* start Recorded data *

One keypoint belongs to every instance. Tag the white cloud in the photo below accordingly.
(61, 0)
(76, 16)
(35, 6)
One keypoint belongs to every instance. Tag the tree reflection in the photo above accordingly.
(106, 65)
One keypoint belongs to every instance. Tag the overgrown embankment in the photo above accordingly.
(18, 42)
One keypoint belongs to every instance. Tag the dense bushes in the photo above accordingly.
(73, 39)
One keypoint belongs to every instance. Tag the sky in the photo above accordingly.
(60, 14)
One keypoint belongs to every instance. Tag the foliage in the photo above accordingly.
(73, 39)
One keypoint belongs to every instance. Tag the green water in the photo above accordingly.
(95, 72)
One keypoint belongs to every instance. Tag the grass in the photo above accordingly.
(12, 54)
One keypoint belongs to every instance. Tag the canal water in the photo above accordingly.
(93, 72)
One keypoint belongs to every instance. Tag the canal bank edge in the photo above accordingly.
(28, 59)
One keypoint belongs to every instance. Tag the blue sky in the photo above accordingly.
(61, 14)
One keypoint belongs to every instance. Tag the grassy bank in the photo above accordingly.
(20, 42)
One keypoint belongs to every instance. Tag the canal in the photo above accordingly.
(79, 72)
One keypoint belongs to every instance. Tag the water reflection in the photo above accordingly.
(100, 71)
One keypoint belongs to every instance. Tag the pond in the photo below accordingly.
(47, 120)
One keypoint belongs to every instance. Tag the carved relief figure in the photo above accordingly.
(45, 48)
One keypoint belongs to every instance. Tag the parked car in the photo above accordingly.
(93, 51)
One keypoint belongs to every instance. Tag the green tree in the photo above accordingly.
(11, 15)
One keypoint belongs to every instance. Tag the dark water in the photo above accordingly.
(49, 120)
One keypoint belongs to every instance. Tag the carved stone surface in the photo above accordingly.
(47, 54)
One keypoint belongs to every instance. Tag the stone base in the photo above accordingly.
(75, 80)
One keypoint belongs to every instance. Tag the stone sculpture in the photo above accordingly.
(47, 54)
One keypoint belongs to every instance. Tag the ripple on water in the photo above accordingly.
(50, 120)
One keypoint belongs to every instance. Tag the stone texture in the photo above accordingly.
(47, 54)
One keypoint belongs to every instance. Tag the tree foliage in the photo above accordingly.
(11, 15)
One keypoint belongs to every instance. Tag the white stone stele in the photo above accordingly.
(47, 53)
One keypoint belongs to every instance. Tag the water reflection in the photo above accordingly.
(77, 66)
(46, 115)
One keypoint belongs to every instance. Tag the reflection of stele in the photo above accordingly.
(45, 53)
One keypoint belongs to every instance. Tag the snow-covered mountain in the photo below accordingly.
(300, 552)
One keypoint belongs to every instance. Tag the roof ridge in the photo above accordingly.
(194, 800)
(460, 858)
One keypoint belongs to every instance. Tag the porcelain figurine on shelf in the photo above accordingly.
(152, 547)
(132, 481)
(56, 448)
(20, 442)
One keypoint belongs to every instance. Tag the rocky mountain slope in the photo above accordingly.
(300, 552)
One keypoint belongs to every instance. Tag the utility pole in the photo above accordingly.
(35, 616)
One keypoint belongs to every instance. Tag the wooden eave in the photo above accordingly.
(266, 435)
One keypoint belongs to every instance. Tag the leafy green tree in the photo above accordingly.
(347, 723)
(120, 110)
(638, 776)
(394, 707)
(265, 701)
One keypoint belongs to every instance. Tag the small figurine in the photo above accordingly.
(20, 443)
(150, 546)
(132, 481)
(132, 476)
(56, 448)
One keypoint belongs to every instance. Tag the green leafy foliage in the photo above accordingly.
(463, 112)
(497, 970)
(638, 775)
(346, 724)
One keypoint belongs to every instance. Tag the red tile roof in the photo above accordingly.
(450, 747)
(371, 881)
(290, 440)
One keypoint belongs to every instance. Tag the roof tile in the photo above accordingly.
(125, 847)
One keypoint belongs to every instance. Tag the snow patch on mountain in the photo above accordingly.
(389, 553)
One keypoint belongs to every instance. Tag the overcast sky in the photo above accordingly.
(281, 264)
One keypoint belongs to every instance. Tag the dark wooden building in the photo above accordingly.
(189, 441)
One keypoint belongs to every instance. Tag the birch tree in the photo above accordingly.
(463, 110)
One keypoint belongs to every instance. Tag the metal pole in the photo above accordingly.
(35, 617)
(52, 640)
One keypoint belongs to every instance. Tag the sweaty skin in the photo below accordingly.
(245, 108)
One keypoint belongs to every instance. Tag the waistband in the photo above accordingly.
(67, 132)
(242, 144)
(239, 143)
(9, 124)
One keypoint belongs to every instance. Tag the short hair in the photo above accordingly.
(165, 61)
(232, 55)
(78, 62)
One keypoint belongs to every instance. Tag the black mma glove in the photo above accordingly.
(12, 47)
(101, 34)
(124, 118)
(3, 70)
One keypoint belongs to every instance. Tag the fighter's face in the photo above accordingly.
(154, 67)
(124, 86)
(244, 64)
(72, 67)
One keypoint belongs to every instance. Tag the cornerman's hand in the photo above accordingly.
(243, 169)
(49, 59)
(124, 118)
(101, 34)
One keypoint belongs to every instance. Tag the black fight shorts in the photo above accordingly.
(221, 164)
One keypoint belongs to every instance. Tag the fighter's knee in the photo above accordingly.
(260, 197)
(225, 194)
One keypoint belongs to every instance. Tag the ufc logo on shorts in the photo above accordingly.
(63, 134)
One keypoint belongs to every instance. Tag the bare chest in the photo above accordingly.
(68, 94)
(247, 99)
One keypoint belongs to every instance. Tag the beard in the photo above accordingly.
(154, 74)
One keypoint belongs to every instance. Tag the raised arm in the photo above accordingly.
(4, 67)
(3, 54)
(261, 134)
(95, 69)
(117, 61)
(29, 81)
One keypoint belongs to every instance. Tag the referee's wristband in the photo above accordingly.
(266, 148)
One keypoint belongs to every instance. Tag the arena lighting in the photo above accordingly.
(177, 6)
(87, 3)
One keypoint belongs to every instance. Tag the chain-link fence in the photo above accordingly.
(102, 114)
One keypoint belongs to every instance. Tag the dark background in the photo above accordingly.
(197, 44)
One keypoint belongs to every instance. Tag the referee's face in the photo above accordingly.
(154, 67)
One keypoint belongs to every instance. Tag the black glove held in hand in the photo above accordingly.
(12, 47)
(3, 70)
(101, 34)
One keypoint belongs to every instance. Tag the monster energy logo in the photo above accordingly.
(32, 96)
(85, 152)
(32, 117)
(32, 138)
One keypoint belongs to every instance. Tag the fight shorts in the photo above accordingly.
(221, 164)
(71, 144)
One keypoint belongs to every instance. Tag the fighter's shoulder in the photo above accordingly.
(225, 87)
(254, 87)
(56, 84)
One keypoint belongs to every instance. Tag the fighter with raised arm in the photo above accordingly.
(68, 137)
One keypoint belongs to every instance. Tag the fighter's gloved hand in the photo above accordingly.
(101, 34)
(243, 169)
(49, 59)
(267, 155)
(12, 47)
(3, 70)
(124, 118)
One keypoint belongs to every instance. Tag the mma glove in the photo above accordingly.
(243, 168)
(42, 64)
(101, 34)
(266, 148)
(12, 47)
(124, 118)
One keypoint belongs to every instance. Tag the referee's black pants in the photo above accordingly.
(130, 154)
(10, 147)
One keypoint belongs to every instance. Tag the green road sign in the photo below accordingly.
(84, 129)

* end Recorded data *
* start Recorded data *

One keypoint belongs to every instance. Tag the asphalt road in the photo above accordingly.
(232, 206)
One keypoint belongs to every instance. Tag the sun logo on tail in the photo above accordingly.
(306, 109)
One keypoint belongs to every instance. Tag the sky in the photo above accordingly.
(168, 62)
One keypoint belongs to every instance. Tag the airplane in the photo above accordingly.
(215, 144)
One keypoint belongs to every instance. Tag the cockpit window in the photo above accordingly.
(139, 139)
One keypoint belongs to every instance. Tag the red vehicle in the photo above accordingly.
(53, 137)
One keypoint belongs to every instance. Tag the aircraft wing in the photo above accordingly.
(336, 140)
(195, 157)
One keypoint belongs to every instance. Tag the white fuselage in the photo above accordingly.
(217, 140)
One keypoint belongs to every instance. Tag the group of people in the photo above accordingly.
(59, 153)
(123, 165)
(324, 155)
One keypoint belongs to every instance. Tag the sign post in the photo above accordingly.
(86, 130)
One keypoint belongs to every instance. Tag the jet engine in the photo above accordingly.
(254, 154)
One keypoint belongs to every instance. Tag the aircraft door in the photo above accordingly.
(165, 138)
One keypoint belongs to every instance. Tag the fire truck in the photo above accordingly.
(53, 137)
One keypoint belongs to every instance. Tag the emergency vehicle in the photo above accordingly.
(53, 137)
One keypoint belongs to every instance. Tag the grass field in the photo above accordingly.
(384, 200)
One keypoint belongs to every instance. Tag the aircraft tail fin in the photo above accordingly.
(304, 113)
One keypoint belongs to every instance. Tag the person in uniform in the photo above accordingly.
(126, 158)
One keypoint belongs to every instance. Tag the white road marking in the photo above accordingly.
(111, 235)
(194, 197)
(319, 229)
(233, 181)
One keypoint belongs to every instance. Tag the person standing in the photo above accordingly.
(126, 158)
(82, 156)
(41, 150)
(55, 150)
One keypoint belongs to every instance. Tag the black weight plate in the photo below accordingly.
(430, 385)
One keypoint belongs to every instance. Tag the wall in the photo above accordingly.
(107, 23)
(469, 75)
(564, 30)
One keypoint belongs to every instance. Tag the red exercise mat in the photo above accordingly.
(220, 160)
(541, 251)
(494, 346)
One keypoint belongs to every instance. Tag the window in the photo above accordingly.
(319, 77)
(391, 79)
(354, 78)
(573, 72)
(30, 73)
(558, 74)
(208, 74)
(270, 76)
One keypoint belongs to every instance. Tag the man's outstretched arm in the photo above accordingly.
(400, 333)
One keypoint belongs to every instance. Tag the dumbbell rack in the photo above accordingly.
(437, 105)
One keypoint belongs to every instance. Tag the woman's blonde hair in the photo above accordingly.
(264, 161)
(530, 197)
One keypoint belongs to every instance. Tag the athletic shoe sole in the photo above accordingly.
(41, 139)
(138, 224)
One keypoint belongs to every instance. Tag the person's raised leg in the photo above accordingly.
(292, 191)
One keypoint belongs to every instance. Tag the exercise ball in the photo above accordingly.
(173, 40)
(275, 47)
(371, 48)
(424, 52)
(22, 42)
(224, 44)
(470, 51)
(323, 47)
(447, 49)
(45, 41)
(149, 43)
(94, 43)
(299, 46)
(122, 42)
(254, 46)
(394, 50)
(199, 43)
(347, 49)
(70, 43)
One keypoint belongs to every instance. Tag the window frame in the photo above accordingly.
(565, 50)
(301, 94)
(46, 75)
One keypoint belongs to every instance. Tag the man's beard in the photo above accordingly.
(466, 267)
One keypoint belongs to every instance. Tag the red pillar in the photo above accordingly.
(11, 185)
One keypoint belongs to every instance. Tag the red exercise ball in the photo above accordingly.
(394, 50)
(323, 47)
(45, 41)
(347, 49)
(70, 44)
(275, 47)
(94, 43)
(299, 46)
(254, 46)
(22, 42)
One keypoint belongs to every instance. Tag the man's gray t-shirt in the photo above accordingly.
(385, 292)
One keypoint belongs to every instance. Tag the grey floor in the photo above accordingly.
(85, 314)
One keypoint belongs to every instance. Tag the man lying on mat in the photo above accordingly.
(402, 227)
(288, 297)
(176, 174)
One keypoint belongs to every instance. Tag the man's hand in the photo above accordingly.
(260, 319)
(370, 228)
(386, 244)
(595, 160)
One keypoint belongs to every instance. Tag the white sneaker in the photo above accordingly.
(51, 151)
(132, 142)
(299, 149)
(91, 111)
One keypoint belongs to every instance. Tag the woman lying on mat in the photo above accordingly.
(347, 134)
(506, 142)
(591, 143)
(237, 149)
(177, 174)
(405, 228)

* end Recorded data *

Task directions -> Locate each line of the items that contains the word "woman", and copy every such line in full. Uppercase and lowercase letters count as different.

Right answer ->
One keypoint belongs to every instance. Tag the woman's blonde hair in the photo above accordingly.
One keypoint belongs to every instance. Tag the woman lying on mat in the photo above accordingly.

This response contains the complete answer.